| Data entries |

____

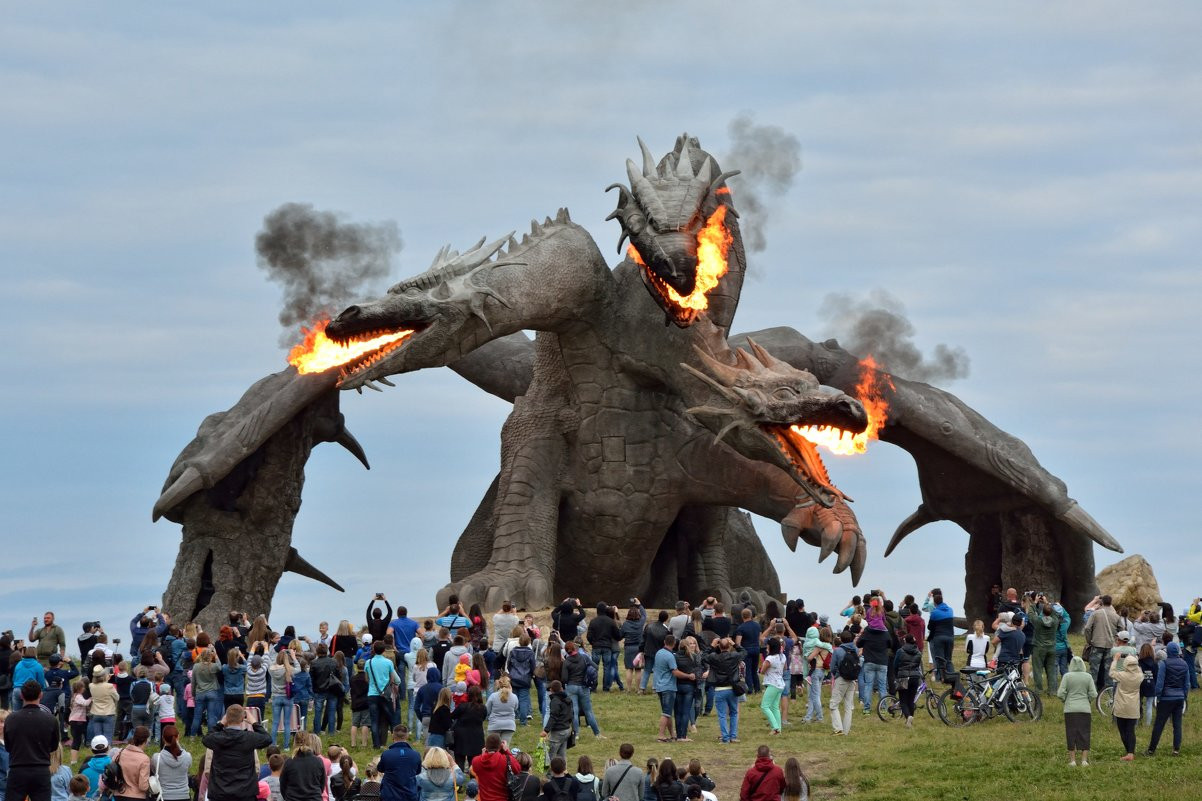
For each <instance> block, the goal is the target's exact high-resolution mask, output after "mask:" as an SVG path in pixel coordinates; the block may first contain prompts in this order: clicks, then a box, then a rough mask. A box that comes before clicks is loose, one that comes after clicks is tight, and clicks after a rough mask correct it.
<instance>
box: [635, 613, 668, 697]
mask: <svg viewBox="0 0 1202 801" xmlns="http://www.w3.org/2000/svg"><path fill="white" fill-rule="evenodd" d="M668 617H671V616H670V615H668V611H667V610H666V609H661V610H660V617H659V619H657V621H655V622H654V623H648V624H647V628H645V629H643V678H642V681H641V682H639V686H638V694H639V695H642V694H643V693H645V692H647V682H648V681H650V678H651V665H654V664H655V653H656V652H657V651H659V649H660V648H662V647H664V637H666V636H667V635H670V634H672V631H671V630H670V629H668Z"/></svg>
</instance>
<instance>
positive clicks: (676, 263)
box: [606, 134, 738, 328]
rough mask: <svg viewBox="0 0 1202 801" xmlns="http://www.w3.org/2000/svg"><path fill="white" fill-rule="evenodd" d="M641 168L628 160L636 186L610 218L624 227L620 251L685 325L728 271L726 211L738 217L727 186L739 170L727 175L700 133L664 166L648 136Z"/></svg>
mask: <svg viewBox="0 0 1202 801" xmlns="http://www.w3.org/2000/svg"><path fill="white" fill-rule="evenodd" d="M638 147H639V148H641V149H642V152H643V167H642V170H639V168H638V167H637V166H636V165H635V162H633V161H632V160H630V159H627V160H626V174H627V177H629V178H630V186H629V188H627V186H625V185H623V184H612V185H609V186H608V188H607V189H606V191H609V190H611V189H618V191H619V195H618V208H617V209H614V212H613V213H612V214H611V215H609V216H608V218H606V219H611V220H612V219H614V218H617V219H618V221H619V222H620V224H621V236H620V237H619V238H618V253H621V251H623V244H624V243H625V242H626V239H627V238H629V239H630V245H629V248H627V249H626V255H627V256H629V257H630V259H631V260H632V261H635V262H636V263H637V265H638V266H639V268H641V273H642V277H643V283H644V284H645V286H647V289H648V291H649V292H650V293H651V297H653V298H655V302H656V303H659V305H660V307H661V308H662V309H664V311H665V313H666V314H667V315H668V318H670V319H671V320H672V321H673V322H674V324H676V325H678V326H680V327H682V328H684V327H688V326H690V325H692V324H694V321H696V319H697V316H698V315H700V314H701V311H702V310H704V309H706V308H707V305H708V302H707V298H706V296H707V293H708V292H709V291H710V290H712V289H714V287H715V286H716V285H718V281H719V279H721V277H722V274H725V272H726V251H727V248H730V244H731V235H730V233H728V231H727V230H726V227H725V219H726V215H727V214H731V215H732V216H733V215H734V208H733V206H731V200H730V197H731V196H730V191H728V190H726V189H725V186H724V184H725V183H726V179H727V178H730V177H731V176H736V174H738V173H737V172H721V170H720V168H719V167H718V162H716V161H714V158H713V156H712V155H709V154H708V153H706V152H704V150H702V149H701V146H700V144H698V143H697V140H696V137H690V136H689V135H688V134H683V135H680V136H679V137H677V143H676V148H674V149H673V150H672V152H671V153H668V154H667V155H665V156H664V158H662V159H661V160H660V161H659V164H656V162H655V159H654V158H653V156H651V153H650V150H648V149H647V146H645V144H644V143H643V141H642V140H638Z"/></svg>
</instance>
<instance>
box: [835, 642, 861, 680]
mask: <svg viewBox="0 0 1202 801" xmlns="http://www.w3.org/2000/svg"><path fill="white" fill-rule="evenodd" d="M839 647H840V648H843V659H840V660H839V678H841V680H844V681H847V682H853V681H856V680H857V678H859V654H858V653H856V652H855V651H851V649H850V648H847V647H845V646H839Z"/></svg>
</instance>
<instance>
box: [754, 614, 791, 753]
mask: <svg viewBox="0 0 1202 801" xmlns="http://www.w3.org/2000/svg"><path fill="white" fill-rule="evenodd" d="M769 603H772V601H769ZM787 669H789V666H787V664H786V660H785V654H784V653H783V647H781V641H780V639H779V637H770V639H769V640H768V654H767V655H766V657H764V658H763V661H762V663H761V664H760V675H761V676H762V682H761V686H762V687H763V698H762V699H761V700H760V711H761V712H763V717H766V718H767V719H768V734H773V735H779V734H780V696H781V694H783V693H784V692H785V671H786V670H787Z"/></svg>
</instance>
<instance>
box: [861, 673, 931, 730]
mask: <svg viewBox="0 0 1202 801" xmlns="http://www.w3.org/2000/svg"><path fill="white" fill-rule="evenodd" d="M933 683H934V676H933V671H932V670H930V669H927V670H926V671H924V672H923V675H922V683H921V684H920V686H918V692H917V693H916V694H915V696H914V708H915V710H917V708H918V707H920V706H924V707H927V714H929V716H930V718H932V719H933V720H934V719H935V718H936V717H938V713H936V712H935V707H936V706H938V704H939V701H938V696H936V695H935V690H934V689H932V684H933ZM876 717H879V718H880V719H881V720H883V722H885V723H888V722H889V720H898V719H901V718H904V717H905V716H904V714H901V700H900V699H899V698H898V696H895V695H885V696H882V698H881V700H880V701H877V702H876Z"/></svg>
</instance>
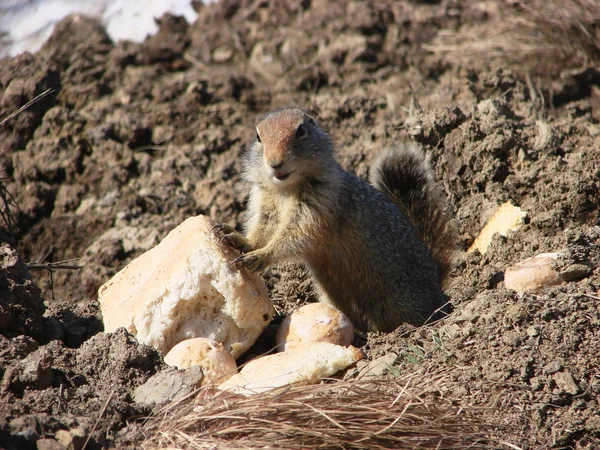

____

| The problem |
Reproduce the listing above word for word, leaving out the pictures.

| Reply to the exercise |
For each <instance> block, the goal is the target's exact high-resolution mask, output after "mask:" as an SVG path in pixel coordinates; the block may first contain prompts in this order: clicks, then a box, then a rough mask. A box that comes before clicks is loose, one that comes after clicks is tight, and clicks after a rough mask correct it.
<instance>
box: [635, 613, 668, 697]
mask: <svg viewBox="0 0 1202 801" xmlns="http://www.w3.org/2000/svg"><path fill="white" fill-rule="evenodd" d="M668 617H671V616H670V615H668V611H667V610H666V609H661V610H660V617H659V619H657V621H655V622H654V623H648V624H647V628H645V629H643V678H642V681H641V682H639V686H638V694H639V695H642V694H643V693H645V692H647V682H648V681H650V678H651V665H654V664H655V653H656V652H657V651H659V649H660V648H662V647H664V637H666V636H667V635H670V634H672V631H671V630H670V629H668Z"/></svg>
</instance>
<instance>
positive clicks: (676, 263)
box: [606, 134, 738, 328]
rough mask: <svg viewBox="0 0 1202 801" xmlns="http://www.w3.org/2000/svg"><path fill="white" fill-rule="evenodd" d="M641 168L628 160L636 186L610 218L624 227L620 251L685 325L728 271L726 211L738 217L727 186L739 170L727 175L700 133L664 166L648 136Z"/></svg>
mask: <svg viewBox="0 0 1202 801" xmlns="http://www.w3.org/2000/svg"><path fill="white" fill-rule="evenodd" d="M638 147H639V148H641V149H642V152H643V167H642V170H639V168H638V167H637V166H636V165H635V162H633V161H632V160H630V159H627V160H626V174H627V177H629V178H630V186H629V188H627V186H625V185H623V184H612V185H609V186H608V188H607V189H606V191H609V190H611V189H618V191H619V195H618V208H617V209H614V212H613V213H612V214H611V215H609V216H608V218H606V219H611V220H612V219H614V218H617V219H618V221H619V222H620V224H621V236H620V237H619V238H618V253H621V251H623V244H624V243H625V242H626V239H627V238H629V239H630V245H629V248H627V249H626V255H627V256H629V257H630V259H631V260H632V261H635V262H636V263H637V265H638V266H639V268H641V273H642V277H643V283H644V284H645V286H647V289H648V291H649V292H650V293H651V297H653V298H655V302H656V303H659V305H660V307H661V308H662V309H664V311H665V313H666V314H667V315H668V318H670V319H671V320H672V321H673V322H674V324H676V325H678V326H680V327H682V328H684V327H688V326H690V325H692V324H694V321H696V319H697V316H698V315H700V314H701V311H702V310H704V309H706V308H707V305H708V302H707V298H706V296H707V293H708V292H709V291H710V290H712V289H714V287H715V286H716V285H718V281H719V279H721V277H722V274H725V272H726V251H727V248H730V244H731V235H730V233H728V231H727V230H726V227H725V219H726V215H727V214H731V215H732V216H733V215H734V208H733V206H731V200H730V197H731V196H730V191H728V190H726V189H725V186H724V184H725V183H726V179H727V178H730V177H731V176H736V174H738V173H737V172H721V170H720V168H719V167H718V162H716V161H714V158H713V156H712V155H709V154H708V153H706V152H704V150H702V149H701V146H700V144H698V143H697V140H696V137H690V136H689V135H688V134H683V135H680V136H679V137H677V143H676V148H674V149H673V150H672V152H671V153H668V154H667V155H665V156H664V158H662V159H661V160H660V161H659V164H656V162H655V159H654V158H653V156H651V153H650V150H648V149H647V146H645V144H644V143H643V141H642V140H638Z"/></svg>
</instance>
<instance>
box: [835, 642, 861, 680]
mask: <svg viewBox="0 0 1202 801" xmlns="http://www.w3.org/2000/svg"><path fill="white" fill-rule="evenodd" d="M839 647H840V648H843V659H840V660H839V678H841V680H844V681H847V682H853V681H856V680H857V678H859V654H858V653H856V652H855V651H851V649H850V648H847V647H845V646H839Z"/></svg>
</instance>
<instance>
box: [754, 614, 791, 753]
mask: <svg viewBox="0 0 1202 801" xmlns="http://www.w3.org/2000/svg"><path fill="white" fill-rule="evenodd" d="M769 603H772V601H769ZM787 669H789V666H787V664H786V660H785V654H784V653H783V647H781V641H780V639H779V637H770V639H769V640H768V654H767V655H766V657H764V658H763V661H762V663H761V664H760V675H761V676H762V682H761V686H762V687H763V698H762V699H761V700H760V711H761V712H763V717H766V718H767V719H768V734H773V735H779V734H780V696H781V694H783V693H784V692H785V671H786V670H787Z"/></svg>
</instance>
<instance>
box: [861, 673, 931, 730]
mask: <svg viewBox="0 0 1202 801" xmlns="http://www.w3.org/2000/svg"><path fill="white" fill-rule="evenodd" d="M933 683H934V676H933V671H932V670H930V669H927V670H926V671H924V672H923V675H922V683H921V684H920V686H918V692H917V693H916V694H915V696H914V708H915V710H917V708H918V707H920V706H924V707H927V714H929V716H930V718H932V719H933V720H934V719H935V718H936V717H938V713H936V712H935V707H936V706H938V704H939V701H938V696H936V695H935V690H934V689H932V684H933ZM876 717H879V718H880V719H881V720H883V722H885V723H888V722H889V720H898V719H901V718H904V717H905V716H904V714H901V700H900V699H899V698H898V696H895V695H885V696H882V698H881V700H880V701H877V702H876Z"/></svg>
</instance>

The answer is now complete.